START Data for the task
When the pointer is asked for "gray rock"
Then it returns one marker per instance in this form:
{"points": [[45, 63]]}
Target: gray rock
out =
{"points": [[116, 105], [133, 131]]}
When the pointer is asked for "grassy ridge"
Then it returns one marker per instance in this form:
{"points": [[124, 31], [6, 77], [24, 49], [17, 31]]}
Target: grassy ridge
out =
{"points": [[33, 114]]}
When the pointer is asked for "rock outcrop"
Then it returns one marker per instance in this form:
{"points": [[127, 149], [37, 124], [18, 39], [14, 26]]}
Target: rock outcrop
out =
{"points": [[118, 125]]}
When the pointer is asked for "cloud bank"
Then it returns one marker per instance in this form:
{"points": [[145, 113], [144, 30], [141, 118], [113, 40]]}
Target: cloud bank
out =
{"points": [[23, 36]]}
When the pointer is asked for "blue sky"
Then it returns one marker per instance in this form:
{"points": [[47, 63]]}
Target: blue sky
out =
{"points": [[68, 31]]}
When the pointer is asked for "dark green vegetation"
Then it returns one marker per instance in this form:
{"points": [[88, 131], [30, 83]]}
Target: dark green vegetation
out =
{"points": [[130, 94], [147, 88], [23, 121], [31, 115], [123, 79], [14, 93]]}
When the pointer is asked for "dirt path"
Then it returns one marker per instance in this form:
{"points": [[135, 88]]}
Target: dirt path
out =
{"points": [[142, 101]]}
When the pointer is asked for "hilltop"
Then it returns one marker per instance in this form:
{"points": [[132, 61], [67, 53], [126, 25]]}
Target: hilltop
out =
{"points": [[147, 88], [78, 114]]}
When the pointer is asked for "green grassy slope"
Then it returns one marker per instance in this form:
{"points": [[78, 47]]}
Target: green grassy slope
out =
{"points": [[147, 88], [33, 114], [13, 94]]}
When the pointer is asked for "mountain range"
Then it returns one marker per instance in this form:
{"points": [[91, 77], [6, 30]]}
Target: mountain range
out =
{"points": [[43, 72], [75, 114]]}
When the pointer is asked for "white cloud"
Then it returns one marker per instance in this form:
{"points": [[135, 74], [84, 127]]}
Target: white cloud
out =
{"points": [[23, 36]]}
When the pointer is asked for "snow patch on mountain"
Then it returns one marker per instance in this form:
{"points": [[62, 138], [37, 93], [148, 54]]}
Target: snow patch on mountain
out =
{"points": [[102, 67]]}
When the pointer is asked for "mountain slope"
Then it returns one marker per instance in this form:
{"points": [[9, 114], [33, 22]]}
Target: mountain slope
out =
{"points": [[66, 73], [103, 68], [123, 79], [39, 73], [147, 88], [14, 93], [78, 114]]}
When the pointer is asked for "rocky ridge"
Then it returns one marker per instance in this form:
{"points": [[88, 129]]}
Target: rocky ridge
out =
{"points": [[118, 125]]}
END Data for the task
START Data for the task
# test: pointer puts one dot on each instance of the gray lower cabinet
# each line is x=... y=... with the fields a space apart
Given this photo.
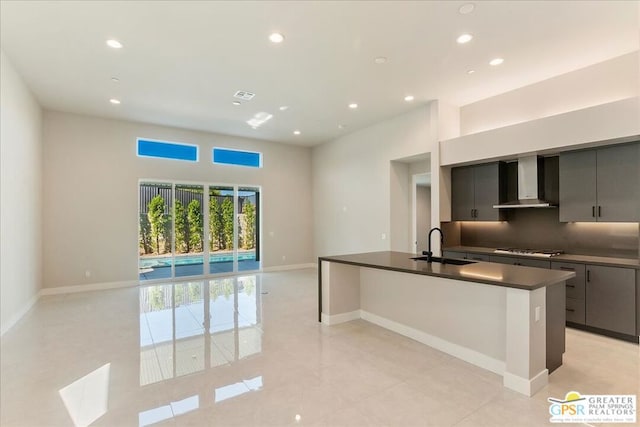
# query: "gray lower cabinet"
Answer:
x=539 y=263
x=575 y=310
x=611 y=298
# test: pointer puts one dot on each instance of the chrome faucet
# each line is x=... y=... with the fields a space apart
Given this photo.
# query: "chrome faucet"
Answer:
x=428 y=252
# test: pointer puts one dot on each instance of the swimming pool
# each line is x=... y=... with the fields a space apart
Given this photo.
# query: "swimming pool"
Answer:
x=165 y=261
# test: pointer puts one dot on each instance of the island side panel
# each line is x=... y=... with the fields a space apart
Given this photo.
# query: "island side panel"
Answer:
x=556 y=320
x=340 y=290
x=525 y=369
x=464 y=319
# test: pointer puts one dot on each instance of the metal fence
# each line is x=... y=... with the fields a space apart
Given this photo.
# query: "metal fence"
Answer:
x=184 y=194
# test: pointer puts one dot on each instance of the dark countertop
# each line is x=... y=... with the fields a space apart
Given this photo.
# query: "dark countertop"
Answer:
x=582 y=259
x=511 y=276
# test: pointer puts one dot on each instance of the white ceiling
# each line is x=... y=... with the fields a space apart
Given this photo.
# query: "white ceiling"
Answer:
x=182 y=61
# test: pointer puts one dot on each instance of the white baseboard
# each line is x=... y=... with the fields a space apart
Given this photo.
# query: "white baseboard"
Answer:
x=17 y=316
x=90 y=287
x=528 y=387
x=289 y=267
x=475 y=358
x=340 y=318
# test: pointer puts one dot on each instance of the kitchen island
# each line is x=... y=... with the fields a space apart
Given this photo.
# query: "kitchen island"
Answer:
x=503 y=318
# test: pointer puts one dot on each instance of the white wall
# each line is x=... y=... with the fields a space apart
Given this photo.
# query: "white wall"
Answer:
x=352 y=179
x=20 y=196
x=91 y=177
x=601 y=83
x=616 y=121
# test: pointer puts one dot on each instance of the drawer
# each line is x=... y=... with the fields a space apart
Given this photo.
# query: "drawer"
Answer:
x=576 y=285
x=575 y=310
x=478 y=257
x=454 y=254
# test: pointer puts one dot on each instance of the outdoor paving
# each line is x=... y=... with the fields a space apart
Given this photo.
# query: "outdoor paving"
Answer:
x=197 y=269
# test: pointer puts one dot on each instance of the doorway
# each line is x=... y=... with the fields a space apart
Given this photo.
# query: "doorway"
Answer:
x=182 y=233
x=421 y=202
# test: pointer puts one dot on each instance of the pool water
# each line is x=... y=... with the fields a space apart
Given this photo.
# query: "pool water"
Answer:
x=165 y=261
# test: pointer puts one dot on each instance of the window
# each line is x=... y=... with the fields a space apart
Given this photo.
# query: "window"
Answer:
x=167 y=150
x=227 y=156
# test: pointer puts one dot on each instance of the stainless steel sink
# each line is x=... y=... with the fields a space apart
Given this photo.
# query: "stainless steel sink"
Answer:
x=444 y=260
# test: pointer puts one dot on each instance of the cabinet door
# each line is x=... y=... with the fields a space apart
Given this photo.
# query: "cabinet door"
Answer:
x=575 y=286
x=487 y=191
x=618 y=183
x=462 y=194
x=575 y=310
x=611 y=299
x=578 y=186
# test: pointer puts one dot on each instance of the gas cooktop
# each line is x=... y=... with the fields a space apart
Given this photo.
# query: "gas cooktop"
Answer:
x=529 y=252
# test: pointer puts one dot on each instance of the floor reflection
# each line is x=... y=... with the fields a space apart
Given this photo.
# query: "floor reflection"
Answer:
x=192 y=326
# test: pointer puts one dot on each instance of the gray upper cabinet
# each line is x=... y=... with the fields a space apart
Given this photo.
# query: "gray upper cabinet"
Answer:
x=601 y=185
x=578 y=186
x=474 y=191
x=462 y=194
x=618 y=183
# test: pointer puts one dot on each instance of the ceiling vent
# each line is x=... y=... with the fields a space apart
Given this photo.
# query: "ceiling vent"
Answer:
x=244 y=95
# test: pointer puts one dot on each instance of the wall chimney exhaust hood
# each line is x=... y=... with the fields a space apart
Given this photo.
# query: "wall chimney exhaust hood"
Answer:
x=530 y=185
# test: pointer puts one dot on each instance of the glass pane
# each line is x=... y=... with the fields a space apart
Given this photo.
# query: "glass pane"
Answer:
END Data for the task
--- Work order ---
Scan the lines above for "ridge", then copy every one that has it.

--- Task result ---
When the pointer is asked for "grassy ridge"
Target: grassy ridge
When the pointer is asked for "rocky ridge"
Target: rocky ridge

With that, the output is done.